- _RECORDS SUPPLIED_:
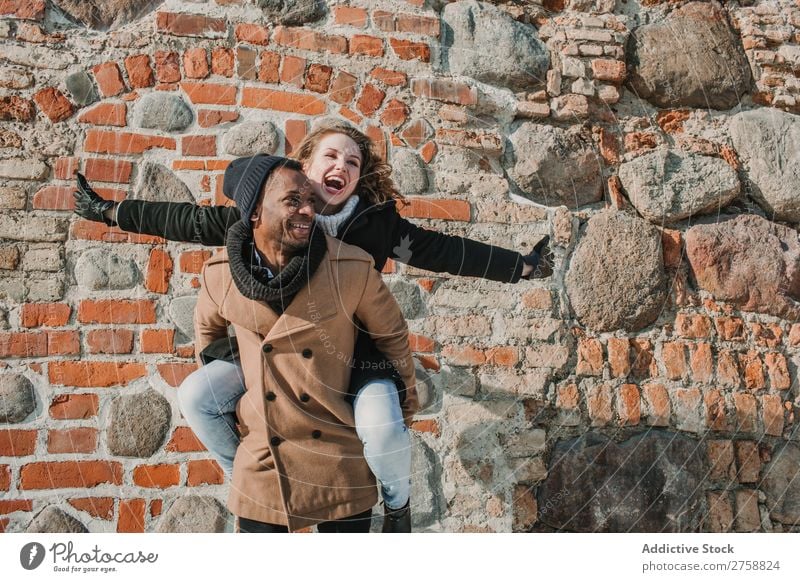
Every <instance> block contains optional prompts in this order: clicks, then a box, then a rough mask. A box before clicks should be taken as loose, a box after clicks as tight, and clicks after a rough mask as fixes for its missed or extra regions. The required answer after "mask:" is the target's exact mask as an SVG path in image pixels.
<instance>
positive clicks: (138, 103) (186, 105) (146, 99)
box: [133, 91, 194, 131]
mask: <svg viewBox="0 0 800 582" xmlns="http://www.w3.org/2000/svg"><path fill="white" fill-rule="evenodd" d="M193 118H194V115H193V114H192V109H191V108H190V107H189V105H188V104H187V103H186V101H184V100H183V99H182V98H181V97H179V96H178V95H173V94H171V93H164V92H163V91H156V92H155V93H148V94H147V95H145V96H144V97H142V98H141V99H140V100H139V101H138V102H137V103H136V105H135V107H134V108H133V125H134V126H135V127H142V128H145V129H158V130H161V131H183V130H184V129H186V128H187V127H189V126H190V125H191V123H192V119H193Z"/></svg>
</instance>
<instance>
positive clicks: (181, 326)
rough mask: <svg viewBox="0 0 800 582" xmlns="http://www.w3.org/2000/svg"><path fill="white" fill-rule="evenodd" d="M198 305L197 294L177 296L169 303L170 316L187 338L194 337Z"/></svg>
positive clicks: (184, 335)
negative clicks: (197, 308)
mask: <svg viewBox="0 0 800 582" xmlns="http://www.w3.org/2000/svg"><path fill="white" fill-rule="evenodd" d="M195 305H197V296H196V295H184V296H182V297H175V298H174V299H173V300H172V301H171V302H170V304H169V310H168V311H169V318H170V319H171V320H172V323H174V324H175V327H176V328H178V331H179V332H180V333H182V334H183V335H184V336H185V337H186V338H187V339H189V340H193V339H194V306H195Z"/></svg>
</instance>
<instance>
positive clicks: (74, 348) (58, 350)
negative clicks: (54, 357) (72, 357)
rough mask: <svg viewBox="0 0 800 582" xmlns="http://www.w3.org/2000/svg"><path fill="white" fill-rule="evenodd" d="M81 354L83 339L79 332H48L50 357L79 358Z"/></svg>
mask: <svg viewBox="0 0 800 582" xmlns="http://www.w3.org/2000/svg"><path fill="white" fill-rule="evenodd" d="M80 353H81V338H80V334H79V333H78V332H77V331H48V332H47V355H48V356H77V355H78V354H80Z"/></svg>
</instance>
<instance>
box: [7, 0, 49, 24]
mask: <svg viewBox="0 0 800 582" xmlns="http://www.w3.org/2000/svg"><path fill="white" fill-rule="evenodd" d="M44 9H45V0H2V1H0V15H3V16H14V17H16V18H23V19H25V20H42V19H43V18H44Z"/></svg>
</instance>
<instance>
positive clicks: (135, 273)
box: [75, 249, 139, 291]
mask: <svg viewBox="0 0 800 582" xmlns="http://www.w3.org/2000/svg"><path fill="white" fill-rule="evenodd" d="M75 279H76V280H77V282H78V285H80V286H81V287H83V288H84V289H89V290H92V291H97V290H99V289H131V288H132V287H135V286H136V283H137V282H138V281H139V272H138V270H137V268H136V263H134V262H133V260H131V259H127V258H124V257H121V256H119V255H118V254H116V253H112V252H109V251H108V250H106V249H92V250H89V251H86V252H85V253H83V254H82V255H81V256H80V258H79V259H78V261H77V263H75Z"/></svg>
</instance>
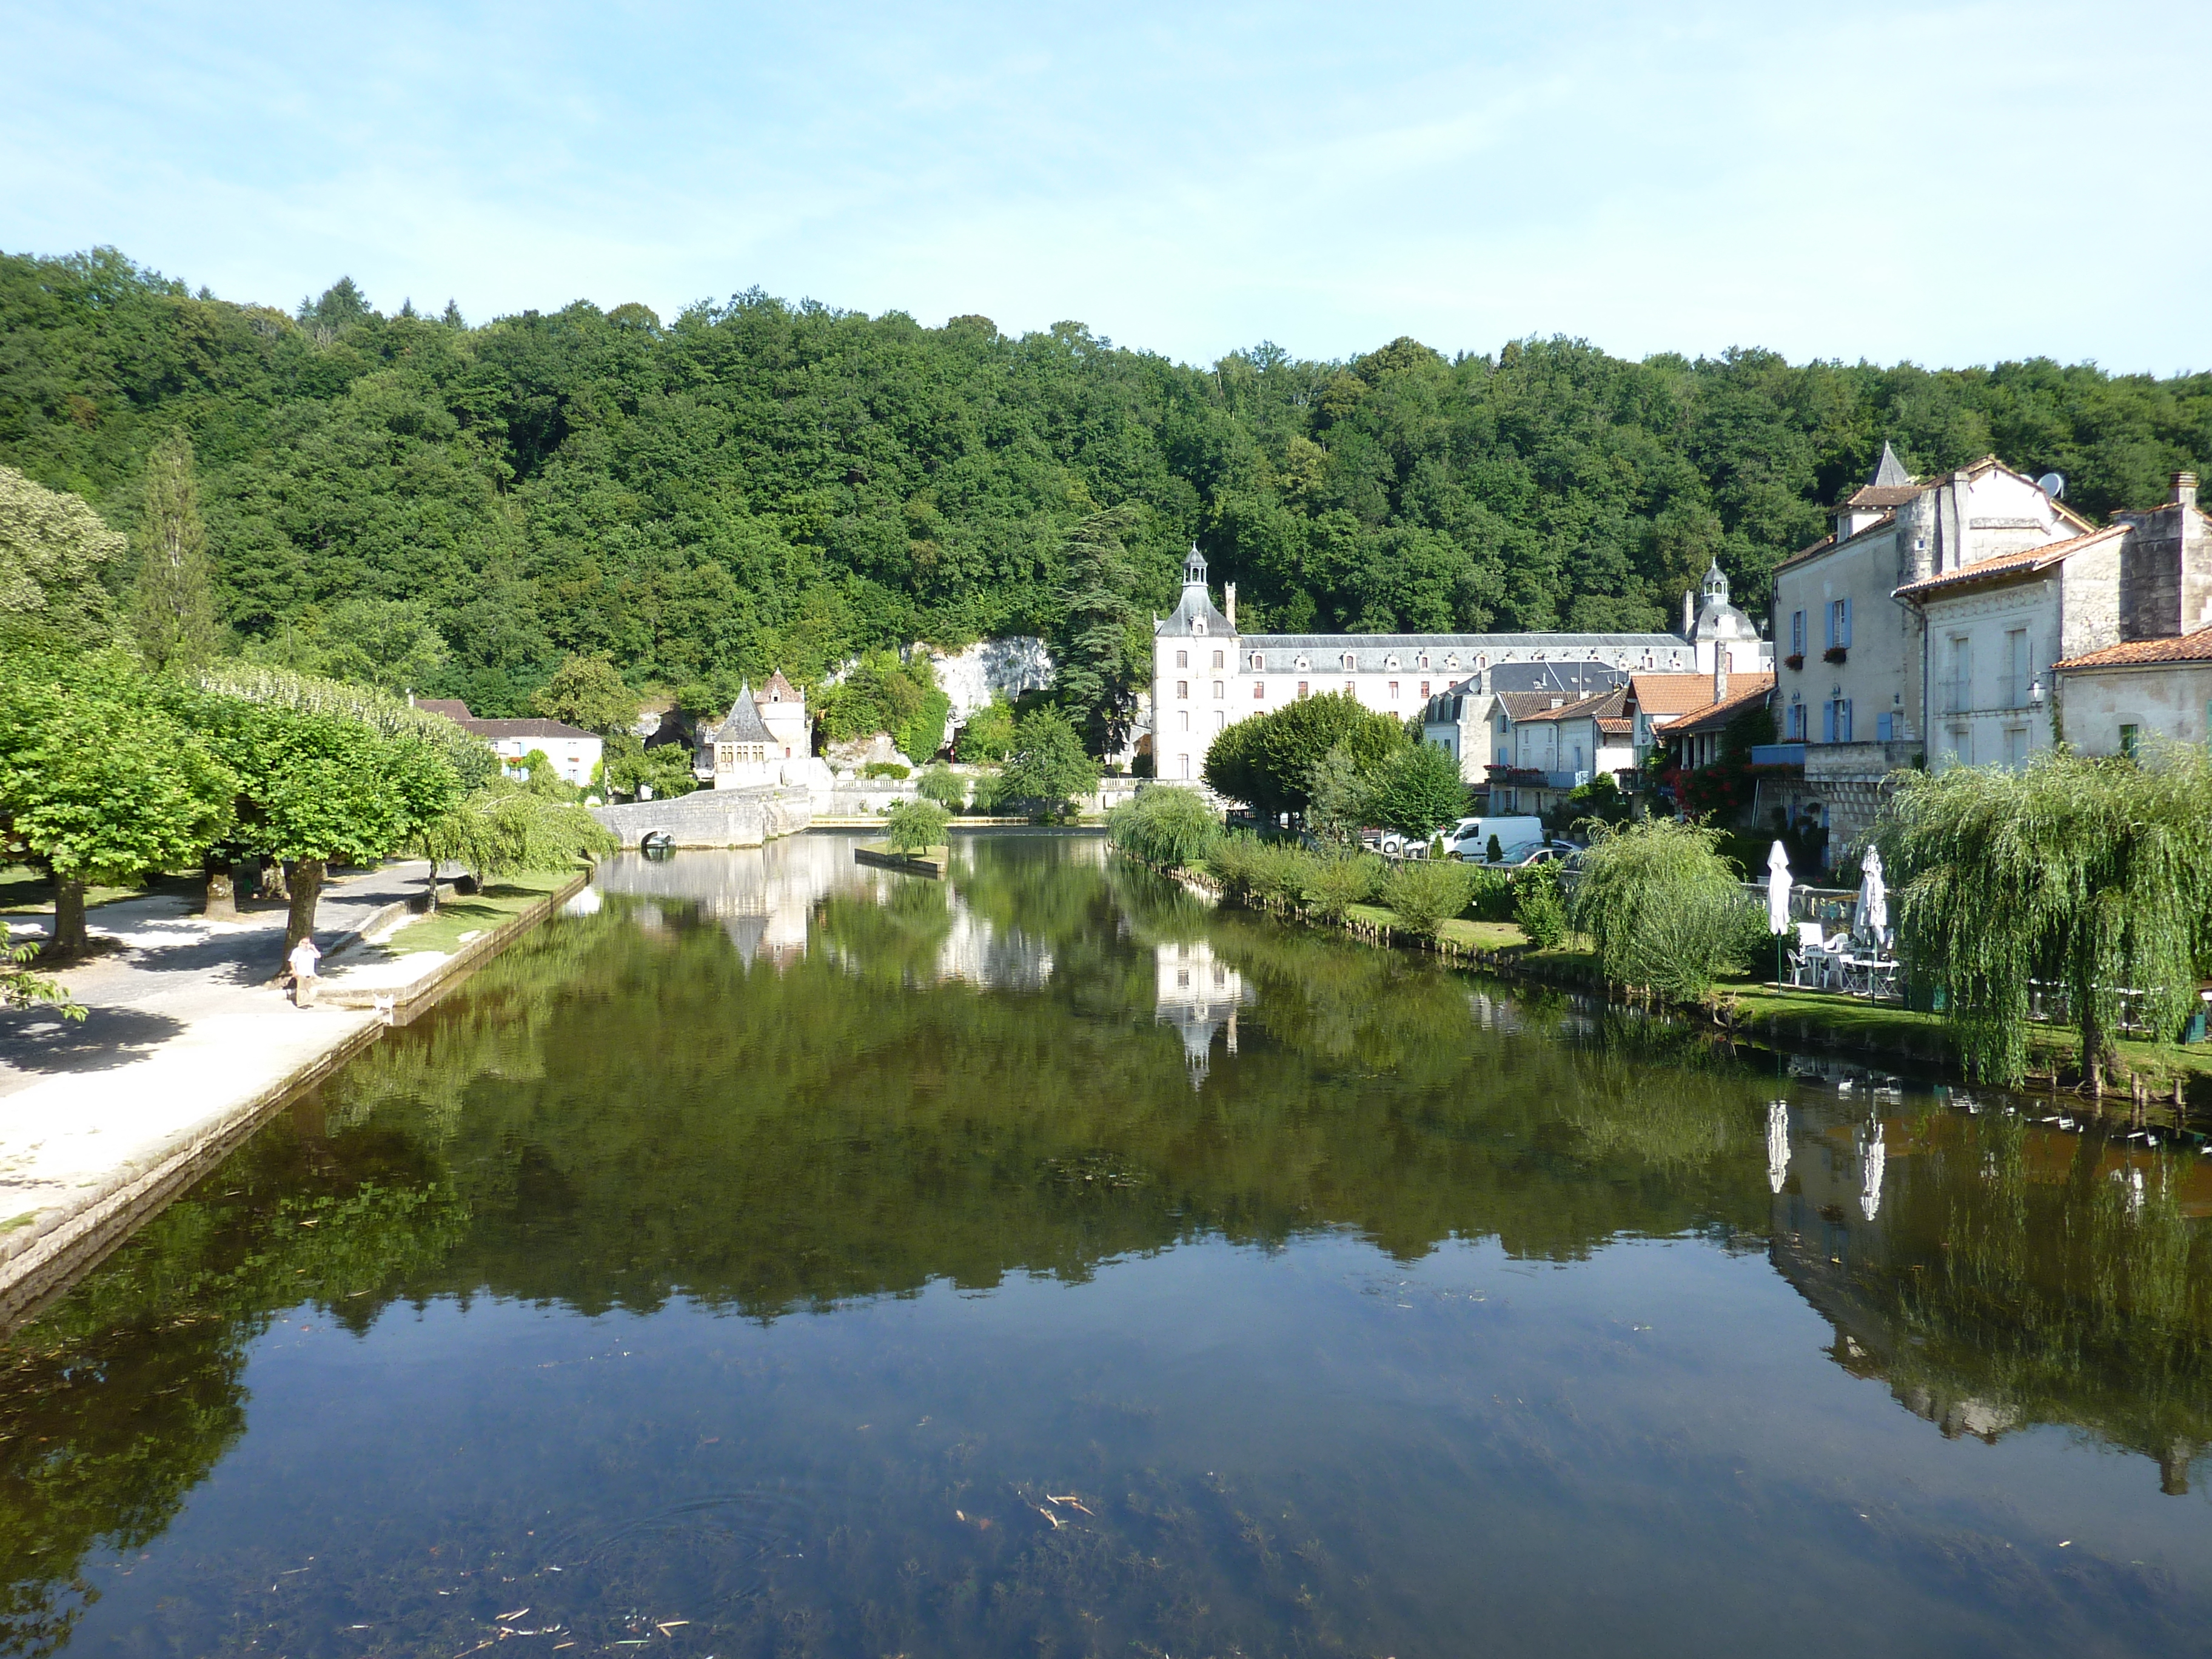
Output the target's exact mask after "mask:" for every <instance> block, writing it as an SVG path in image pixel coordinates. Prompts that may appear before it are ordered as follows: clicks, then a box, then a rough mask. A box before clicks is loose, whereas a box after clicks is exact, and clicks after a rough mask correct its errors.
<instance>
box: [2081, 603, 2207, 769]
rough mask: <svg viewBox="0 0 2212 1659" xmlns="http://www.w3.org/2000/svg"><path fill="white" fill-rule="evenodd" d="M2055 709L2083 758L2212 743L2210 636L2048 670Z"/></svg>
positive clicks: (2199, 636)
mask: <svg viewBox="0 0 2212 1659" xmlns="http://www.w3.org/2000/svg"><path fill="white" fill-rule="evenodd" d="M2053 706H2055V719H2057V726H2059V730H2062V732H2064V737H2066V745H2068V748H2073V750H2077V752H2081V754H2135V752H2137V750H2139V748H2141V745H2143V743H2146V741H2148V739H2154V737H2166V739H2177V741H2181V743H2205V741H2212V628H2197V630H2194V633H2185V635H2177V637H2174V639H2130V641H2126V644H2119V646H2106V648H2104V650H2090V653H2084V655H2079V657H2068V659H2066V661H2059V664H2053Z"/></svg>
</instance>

- _EXERCISE AIM_: When you repeat the records, reproduce each line exactly and drop the images.

- _TASK RESPONSE_:
Every <instance> block contains optional prompts in this order: clicks, then a box, then a rough mask. A box before clicks should be taken as loose, a box after clicks as tight, and clicks after a rough mask as fixes for its missed or extra regions. The required answer after "mask:" is the target's exact mask as an SVG path in image pixels.
<instance>
positive clicks: (138, 103) (186, 105) (146, 99)
box: [133, 91, 194, 131]
mask: <svg viewBox="0 0 800 582" xmlns="http://www.w3.org/2000/svg"><path fill="white" fill-rule="evenodd" d="M193 118H194V115H193V114H192V109H191V108H190V107H189V105H188V104H187V103H186V101H184V100H183V99H182V98H181V97H179V96H178V95H173V94H171V93H164V92H163V91H156V92H155V93H148V94H147V95H145V96H144V97H142V98H141V99H140V100H139V101H138V102H137V103H136V105H135V107H134V108H133V125H134V126H135V127H142V128H145V129H158V130H161V131H183V130H184V129H186V128H187V127H189V126H190V125H191V123H192V119H193Z"/></svg>
</instance>
<instance>
positive clicks: (181, 326)
rough mask: <svg viewBox="0 0 800 582" xmlns="http://www.w3.org/2000/svg"><path fill="white" fill-rule="evenodd" d="M198 305L197 294L177 296L169 303L170 316L187 338L194 337Z"/></svg>
positive clicks: (184, 335)
negative clicks: (197, 308)
mask: <svg viewBox="0 0 800 582" xmlns="http://www.w3.org/2000/svg"><path fill="white" fill-rule="evenodd" d="M195 305H197V296H196V295H184V296H182V297H175V298H174V299H173V300H172V301H171V302H170V304H169V310H168V311H169V318H170V319H171V320H172V323H174V324H175V327H176V328H178V331H179V332H180V333H182V334H183V335H184V336H185V337H186V338H187V339H189V340H193V339H194V306H195Z"/></svg>
</instance>
<instance>
positive clicks: (74, 348) (58, 350)
negative clicks: (54, 357) (72, 357)
rough mask: <svg viewBox="0 0 800 582" xmlns="http://www.w3.org/2000/svg"><path fill="white" fill-rule="evenodd" d="M81 354L83 339L79 332H48L50 357L79 358Z"/></svg>
mask: <svg viewBox="0 0 800 582" xmlns="http://www.w3.org/2000/svg"><path fill="white" fill-rule="evenodd" d="M80 353H81V338H80V334H79V333H78V332H77V331H48V332H47V355H48V356H77V355H78V354H80Z"/></svg>
</instance>
<instance>
box: [7, 0, 49, 24]
mask: <svg viewBox="0 0 800 582" xmlns="http://www.w3.org/2000/svg"><path fill="white" fill-rule="evenodd" d="M44 9H45V0H2V1H0V15H3V16H14V17H16V18H23V19H25V20H42V19H43V18H44Z"/></svg>
</instance>
<instance>
positive clicks: (135, 273)
box: [75, 249, 139, 291]
mask: <svg viewBox="0 0 800 582" xmlns="http://www.w3.org/2000/svg"><path fill="white" fill-rule="evenodd" d="M75 279H76V280H77V282H78V285H80V286H81V287H83V288H84V289H89V290H92V291H97V290H99V289H131V288H132V287H135V286H136V283H137V282H138V281H139V272H138V270H137V268H136V263H134V262H133V260H131V259H127V258H124V257H121V256H119V255H118V254H116V253H112V252H109V251H108V250H106V249H92V250H89V251H86V252H85V253H83V254H82V255H81V256H80V258H79V259H78V261H77V263H75Z"/></svg>
</instance>
Output the target's exact mask after "mask:" for every <instance> block, writing it as an SVG path in image pixel coordinates. Prompts that may appear before it are ordered as follows: clicks, then a box, then a rough mask. A box before clicks is loose, whereas a box after clicks is exact, and clicks after a rough mask correct its errors.
<instance>
box: [2081, 603, 2207, 769]
rough mask: <svg viewBox="0 0 2212 1659" xmlns="http://www.w3.org/2000/svg"><path fill="white" fill-rule="evenodd" d="M2055 709L2083 758L2212 743L2210 636L2048 670Z"/></svg>
positive clicks: (2199, 636)
mask: <svg viewBox="0 0 2212 1659" xmlns="http://www.w3.org/2000/svg"><path fill="white" fill-rule="evenodd" d="M2053 706H2055V719H2057V726H2059V730H2062V732H2064V737H2066V745H2068V748H2073V750H2077V752H2081V754H2135V752H2137V750H2139V748H2141V745H2143V743H2146V741H2148V739H2154V737H2166V739H2177V741H2181V743H2205V741H2212V628H2197V630H2194V633H2185V635H2177V637H2174V639H2130V641H2126V644H2119V646H2106V648H2104V650H2090V653H2084V655H2079V657H2068V659H2066V661H2059V664H2053Z"/></svg>
</instance>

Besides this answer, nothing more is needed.